Collection entries:
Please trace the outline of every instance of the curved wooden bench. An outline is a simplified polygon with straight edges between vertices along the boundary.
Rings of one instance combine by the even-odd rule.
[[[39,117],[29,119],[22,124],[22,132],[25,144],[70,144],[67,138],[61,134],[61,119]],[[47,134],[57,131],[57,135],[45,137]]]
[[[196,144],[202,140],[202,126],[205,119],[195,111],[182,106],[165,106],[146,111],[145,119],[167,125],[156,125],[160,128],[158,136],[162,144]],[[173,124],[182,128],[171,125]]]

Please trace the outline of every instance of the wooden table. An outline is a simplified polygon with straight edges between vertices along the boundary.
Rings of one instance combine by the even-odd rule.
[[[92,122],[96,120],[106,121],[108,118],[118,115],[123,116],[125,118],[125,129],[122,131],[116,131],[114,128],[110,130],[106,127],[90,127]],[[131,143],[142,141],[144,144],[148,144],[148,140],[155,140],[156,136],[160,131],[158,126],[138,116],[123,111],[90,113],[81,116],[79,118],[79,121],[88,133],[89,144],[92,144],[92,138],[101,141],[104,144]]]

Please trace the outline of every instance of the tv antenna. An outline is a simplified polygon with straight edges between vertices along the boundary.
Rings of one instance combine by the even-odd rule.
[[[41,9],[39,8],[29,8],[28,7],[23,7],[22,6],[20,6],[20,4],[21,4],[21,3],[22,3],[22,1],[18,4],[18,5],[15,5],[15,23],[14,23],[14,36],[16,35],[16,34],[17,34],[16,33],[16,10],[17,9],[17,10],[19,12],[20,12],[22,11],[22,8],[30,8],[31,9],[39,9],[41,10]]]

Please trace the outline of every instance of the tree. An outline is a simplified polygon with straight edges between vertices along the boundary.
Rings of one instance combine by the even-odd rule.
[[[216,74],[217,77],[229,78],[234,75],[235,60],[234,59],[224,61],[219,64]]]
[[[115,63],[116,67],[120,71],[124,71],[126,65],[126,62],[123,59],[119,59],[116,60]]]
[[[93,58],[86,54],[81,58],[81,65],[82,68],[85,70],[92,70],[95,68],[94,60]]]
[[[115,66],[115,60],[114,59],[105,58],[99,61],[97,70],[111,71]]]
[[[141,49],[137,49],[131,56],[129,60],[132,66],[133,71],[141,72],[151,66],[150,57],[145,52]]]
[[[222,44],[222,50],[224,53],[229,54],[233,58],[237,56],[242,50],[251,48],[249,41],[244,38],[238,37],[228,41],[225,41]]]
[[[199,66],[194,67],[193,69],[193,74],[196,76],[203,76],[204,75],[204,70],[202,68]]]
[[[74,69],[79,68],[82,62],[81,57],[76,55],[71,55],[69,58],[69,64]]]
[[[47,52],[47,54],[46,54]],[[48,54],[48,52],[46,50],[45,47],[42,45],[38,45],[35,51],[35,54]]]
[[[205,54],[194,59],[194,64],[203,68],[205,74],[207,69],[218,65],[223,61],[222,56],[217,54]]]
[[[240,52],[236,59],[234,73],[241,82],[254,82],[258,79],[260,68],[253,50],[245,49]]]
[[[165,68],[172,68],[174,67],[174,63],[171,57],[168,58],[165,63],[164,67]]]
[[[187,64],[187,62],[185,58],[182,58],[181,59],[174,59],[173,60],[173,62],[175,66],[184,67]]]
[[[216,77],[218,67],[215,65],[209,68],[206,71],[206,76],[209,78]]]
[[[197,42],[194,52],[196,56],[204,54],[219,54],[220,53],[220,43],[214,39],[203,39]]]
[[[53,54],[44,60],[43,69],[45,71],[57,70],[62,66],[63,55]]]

• PROBLEM DETAILS: Report only the number of lines in the records above that contain the word "Please", with case counting.

• WRITTEN RESPONSE: 4